Referring expression pointing data:
━━━━━━━━━━━━━━━━━━━━━━━━━━━━━━

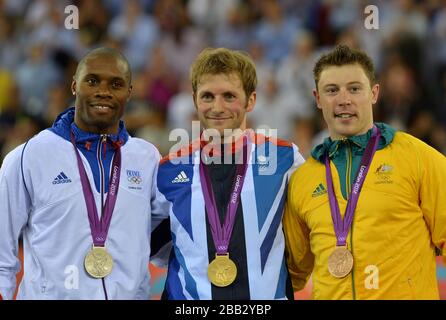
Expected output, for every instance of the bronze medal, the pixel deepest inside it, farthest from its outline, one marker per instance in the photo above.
(222, 271)
(98, 262)
(340, 262)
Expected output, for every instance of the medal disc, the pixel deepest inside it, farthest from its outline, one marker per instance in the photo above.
(222, 271)
(340, 262)
(98, 262)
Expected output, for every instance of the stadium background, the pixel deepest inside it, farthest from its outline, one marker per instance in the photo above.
(38, 56)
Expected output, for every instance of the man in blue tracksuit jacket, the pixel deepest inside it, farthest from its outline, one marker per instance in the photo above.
(247, 177)
(83, 195)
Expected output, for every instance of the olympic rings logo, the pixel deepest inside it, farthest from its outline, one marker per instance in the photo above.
(134, 179)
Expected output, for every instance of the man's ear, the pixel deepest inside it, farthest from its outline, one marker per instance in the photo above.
(317, 98)
(251, 102)
(73, 87)
(129, 93)
(194, 96)
(375, 93)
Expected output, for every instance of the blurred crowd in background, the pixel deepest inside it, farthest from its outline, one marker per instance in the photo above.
(161, 38)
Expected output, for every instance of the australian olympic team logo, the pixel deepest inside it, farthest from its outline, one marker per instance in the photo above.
(134, 177)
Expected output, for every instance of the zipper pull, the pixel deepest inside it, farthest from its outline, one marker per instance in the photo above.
(104, 144)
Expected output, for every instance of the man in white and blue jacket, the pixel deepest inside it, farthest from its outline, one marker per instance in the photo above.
(83, 184)
(246, 196)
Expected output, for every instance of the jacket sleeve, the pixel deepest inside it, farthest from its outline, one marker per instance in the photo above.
(300, 259)
(161, 238)
(14, 208)
(298, 158)
(432, 168)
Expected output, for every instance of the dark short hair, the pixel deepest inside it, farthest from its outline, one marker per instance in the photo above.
(343, 55)
(106, 51)
(224, 61)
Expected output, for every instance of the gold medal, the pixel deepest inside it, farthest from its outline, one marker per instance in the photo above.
(98, 262)
(222, 271)
(340, 262)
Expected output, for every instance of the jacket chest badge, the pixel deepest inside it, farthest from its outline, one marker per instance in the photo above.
(384, 174)
(134, 178)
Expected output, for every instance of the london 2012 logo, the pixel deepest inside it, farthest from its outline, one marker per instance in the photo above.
(135, 179)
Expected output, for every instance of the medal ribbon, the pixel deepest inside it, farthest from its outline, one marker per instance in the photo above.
(99, 228)
(342, 225)
(221, 234)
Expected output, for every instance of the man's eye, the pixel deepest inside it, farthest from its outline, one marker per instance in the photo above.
(92, 81)
(229, 96)
(206, 97)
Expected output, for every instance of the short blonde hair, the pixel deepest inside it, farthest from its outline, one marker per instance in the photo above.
(224, 61)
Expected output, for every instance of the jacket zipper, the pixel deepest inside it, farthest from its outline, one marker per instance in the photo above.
(102, 146)
(348, 190)
(103, 140)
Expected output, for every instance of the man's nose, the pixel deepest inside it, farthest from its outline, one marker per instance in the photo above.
(344, 97)
(218, 104)
(103, 90)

━━━━━━━━━━━━━━━━━━━━━━━━━━━━━━

**What the task requires:** Give back each line above verbatim, dropping every picture.

**Result:**
Expected output, for every instance of the bronze medal, the pixel deepest inside it, farthest from its outline, one marker per instance in the photo above.
(222, 271)
(98, 262)
(340, 262)
Expected output, for every instance of the medal disc, the pixel deepest inside it, farthest from its outline, one marker per instance in the photo above.
(222, 271)
(340, 262)
(98, 262)
Expected output, for every instance of the stadium background, the pixel deepest inside it, farthest from its outline, one marker per instance in the photo above.
(38, 56)
Expected output, for every instance of the man in blue tracksuit jacket, the pixel deepest inside it, farthest from its outline, one marker per instance in the photo above.
(247, 177)
(83, 195)
Expected output, for every instance of the olympic rings logo, the pixel deepest inside it, farthest from its outline, one marker per instance in the photo above.
(134, 179)
Expected output, for every instance of the man's ear, the pixel deepest inside it, farthest from its outline, one marker per instance in the photo above.
(317, 98)
(251, 102)
(73, 87)
(129, 93)
(194, 96)
(375, 93)
Expected output, for every instance of the blurred crowd in background, the pixel deepest inside it, farthest from its outline, one marker per instance in the photo above.
(161, 38)
Expected output, for every instance of the australian olympic team logo, the pixel deepest inside it, farthest from its outline, one marker per instance in the photo above.
(134, 177)
Expected output, for every instance of the zipper pull, the pixel deepest inside it, farthest from its outline, one marker per instance in the photo above.
(104, 144)
Expected output, for every instance of the man in white and blue jacket, the pixel deepest inside it, farthest from its outline, one marker per instance in the photo above.
(83, 184)
(246, 196)
Expected output, for every instance of the jacket sleeve, the pixel deepest inside it, farthest from its outline, one marker per instance in the photo above.
(300, 259)
(161, 238)
(14, 208)
(298, 158)
(432, 168)
Expected output, for every instance of the dark short hair, the pixel deepest inside it, farthest from its outline, one marker per instance in the photo above.
(343, 55)
(106, 51)
(224, 61)
Expected output, for every instance of the gold medal, the pixel deepest inside it, farthest from its outline, one marker per instance in the photo above.
(98, 262)
(222, 271)
(340, 262)
Expected output, for every instance of the jacket chest badge, the pixel deepest inside it, farthest from its outline, one marker per instance in the photo above.
(384, 174)
(134, 178)
Expected output, for every instance of the london 2012 logo, the pixel deepest inside it, farthest from its outline, one marker per instance in the photo above.
(135, 179)
Expected output, for every instance of the medal ribbon, the pixel deepest inside it, farthest from its outline, one marker per instance in the photo above.
(99, 228)
(342, 225)
(221, 234)
Expected output, for every instance of the man's eye, the pixel deepest inside it, farthest from its outline, one marker per instance in the photo above.
(92, 81)
(229, 96)
(206, 97)
Expected output, for every instance of the short blonde hair, the pixel deepest inside it, farthest from its outline, one marker per instance in the photo above.
(224, 61)
Expected output, for every instance of the jacket zipper, the pixel deepest inside it, farthest from its outline, one marker per instance in the photo above.
(102, 146)
(348, 190)
(103, 140)
Expected output, for every instance of the man's nose, the pixel deepest inside it, farthest from its outline, one marker per instance in the photo above.
(344, 97)
(218, 104)
(103, 90)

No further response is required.